## [WHAT IS REQUIRED]
Transcribe exactly the line containing "ok lemme think... I need the box for the cow's head" and each line after it, through the end of the entries, with nothing before or after.

## [MATERIAL SUPPLIED]
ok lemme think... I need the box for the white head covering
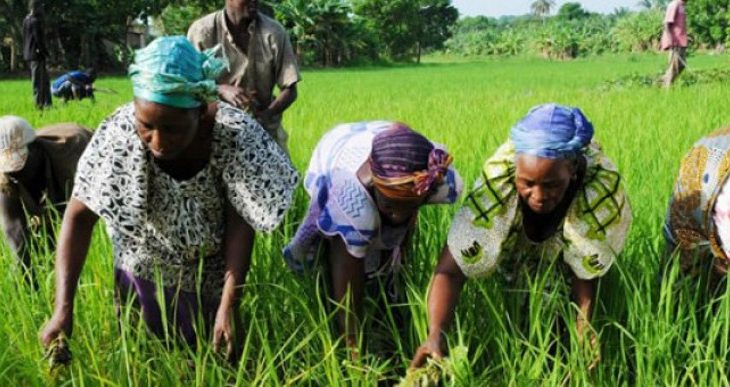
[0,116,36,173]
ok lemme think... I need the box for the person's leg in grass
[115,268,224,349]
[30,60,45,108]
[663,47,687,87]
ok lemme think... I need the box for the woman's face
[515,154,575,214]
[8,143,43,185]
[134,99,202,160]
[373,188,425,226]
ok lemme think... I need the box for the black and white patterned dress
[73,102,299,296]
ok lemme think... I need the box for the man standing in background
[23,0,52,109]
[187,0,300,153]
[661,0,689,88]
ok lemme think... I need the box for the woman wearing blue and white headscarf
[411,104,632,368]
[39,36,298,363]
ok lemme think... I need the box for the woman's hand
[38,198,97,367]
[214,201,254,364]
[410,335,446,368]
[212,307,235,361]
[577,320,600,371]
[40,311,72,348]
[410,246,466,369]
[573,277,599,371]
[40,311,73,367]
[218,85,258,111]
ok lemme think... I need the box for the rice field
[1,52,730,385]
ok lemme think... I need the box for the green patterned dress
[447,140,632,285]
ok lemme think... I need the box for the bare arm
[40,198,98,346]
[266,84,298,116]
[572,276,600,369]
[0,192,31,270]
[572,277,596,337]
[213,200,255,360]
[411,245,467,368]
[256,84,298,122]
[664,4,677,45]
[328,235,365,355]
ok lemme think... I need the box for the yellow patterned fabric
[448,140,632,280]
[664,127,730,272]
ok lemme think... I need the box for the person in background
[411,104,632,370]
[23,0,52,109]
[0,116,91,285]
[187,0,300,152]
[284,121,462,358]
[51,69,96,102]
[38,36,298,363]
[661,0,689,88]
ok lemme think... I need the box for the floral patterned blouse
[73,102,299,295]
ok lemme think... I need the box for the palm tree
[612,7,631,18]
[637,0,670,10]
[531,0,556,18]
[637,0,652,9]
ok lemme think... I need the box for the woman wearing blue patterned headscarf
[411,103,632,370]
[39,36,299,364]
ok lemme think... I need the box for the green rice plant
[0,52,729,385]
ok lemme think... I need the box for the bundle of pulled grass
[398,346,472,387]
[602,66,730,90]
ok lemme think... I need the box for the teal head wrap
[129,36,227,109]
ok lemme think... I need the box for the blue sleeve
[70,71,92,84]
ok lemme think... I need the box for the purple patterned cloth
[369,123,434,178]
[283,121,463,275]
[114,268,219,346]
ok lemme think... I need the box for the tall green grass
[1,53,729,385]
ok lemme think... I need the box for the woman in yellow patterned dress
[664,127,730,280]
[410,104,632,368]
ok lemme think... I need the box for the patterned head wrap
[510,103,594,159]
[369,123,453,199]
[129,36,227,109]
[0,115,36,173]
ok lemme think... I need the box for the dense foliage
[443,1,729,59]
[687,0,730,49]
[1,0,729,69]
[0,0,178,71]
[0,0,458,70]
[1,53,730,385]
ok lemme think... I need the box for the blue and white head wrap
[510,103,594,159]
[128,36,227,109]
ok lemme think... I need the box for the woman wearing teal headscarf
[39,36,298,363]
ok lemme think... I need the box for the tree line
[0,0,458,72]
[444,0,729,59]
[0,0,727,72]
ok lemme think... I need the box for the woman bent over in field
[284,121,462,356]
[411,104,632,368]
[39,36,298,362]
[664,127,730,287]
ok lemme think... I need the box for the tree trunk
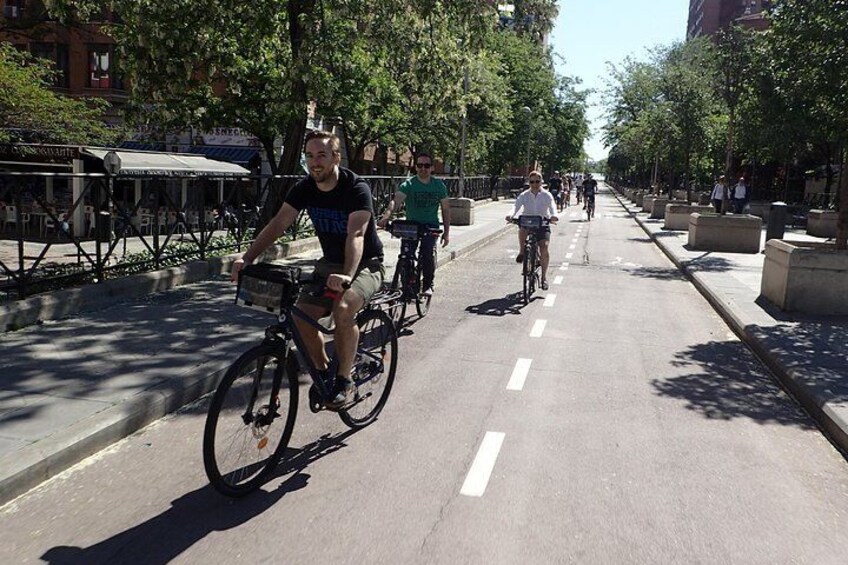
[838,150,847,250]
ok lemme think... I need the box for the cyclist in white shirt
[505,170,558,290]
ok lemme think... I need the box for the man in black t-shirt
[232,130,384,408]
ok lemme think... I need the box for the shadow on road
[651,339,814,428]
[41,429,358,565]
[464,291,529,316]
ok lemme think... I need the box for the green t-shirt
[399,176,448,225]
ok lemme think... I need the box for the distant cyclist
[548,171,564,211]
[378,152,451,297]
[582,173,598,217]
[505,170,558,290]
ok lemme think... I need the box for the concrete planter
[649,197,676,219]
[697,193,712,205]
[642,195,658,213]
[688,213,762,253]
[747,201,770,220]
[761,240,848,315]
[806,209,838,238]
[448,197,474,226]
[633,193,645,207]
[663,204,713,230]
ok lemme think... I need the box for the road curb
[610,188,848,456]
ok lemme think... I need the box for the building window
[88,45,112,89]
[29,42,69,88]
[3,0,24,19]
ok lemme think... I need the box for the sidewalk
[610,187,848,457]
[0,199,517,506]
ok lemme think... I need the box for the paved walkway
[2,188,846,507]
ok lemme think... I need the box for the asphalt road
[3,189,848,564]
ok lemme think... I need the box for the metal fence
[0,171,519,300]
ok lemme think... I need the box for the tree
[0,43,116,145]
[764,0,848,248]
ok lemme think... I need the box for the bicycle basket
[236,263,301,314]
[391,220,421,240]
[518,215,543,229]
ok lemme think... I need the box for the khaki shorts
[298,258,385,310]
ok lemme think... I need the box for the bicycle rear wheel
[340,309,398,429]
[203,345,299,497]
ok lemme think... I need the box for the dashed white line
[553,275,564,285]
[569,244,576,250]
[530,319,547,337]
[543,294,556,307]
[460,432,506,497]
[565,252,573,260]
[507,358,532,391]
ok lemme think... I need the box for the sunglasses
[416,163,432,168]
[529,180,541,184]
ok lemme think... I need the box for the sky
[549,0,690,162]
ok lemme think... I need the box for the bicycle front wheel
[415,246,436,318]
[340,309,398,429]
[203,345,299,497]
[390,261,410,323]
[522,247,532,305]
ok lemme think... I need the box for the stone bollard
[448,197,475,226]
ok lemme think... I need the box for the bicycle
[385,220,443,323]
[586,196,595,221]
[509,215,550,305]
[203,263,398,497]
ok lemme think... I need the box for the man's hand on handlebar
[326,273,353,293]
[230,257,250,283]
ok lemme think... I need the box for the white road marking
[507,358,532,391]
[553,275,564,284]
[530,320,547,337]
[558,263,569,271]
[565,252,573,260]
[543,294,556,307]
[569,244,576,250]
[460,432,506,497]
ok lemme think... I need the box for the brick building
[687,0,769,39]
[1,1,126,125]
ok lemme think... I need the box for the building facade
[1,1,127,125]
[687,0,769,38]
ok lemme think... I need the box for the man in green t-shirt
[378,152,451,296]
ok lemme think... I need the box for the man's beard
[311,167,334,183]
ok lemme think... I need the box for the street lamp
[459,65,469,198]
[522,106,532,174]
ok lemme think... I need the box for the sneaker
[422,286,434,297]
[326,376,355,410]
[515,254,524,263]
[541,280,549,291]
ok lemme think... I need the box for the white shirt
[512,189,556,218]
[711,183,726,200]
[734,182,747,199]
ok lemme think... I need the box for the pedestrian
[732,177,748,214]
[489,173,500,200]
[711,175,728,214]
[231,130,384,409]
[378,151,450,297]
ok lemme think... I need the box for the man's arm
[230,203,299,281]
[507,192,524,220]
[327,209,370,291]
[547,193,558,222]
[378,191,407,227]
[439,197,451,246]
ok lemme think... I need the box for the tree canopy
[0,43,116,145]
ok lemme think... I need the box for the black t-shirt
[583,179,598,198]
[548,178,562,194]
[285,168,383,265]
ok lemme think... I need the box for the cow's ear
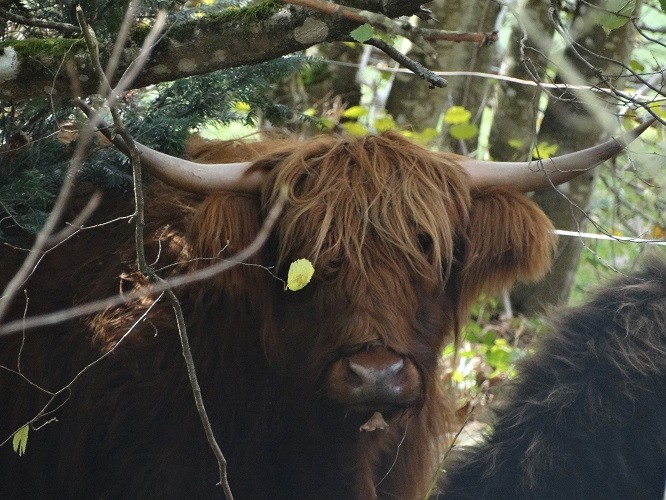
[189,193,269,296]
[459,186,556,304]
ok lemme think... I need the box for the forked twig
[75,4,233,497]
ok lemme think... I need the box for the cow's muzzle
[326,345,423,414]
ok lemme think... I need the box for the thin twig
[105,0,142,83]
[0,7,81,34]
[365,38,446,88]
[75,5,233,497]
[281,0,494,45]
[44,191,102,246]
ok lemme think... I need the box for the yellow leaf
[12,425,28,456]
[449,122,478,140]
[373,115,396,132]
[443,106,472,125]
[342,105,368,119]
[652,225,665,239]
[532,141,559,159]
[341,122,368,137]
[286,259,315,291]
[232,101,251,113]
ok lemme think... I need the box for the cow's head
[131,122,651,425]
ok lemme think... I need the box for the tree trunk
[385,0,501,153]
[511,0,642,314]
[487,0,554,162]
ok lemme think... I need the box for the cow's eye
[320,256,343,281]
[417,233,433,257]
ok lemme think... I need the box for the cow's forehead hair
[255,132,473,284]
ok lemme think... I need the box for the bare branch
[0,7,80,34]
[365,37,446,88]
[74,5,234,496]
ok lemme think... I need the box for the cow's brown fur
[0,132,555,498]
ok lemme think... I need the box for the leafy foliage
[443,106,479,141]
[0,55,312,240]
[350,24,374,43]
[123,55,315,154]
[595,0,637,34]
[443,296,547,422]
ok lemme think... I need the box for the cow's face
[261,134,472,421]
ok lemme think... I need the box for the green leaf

## [ANSWER BOX]
ok lemme think... I need the box for the cow's head
[131,122,651,425]
ok lemme think... I need the box for the tree trunk
[385,0,501,153]
[511,0,642,314]
[487,0,554,162]
ok lemme think... I need the box for the cow's eye
[320,256,343,281]
[417,233,433,257]
ok lemme think... I need the box for the cow's forehead hair
[255,132,473,284]
ok lemme think... I need the box for the bare branch
[0,7,80,34]
[365,37,446,88]
[74,5,234,496]
ok lemme think... I need the box for the cow's brown fur
[0,132,555,498]
ok lemme think... I need the box for the leafy foliage
[443,106,479,141]
[0,55,312,240]
[350,24,374,43]
[123,55,315,154]
[595,0,637,34]
[443,296,547,422]
ok lemme think... I need the box for the cow's face
[261,134,472,421]
ok lemme think... I need the box for the green leaf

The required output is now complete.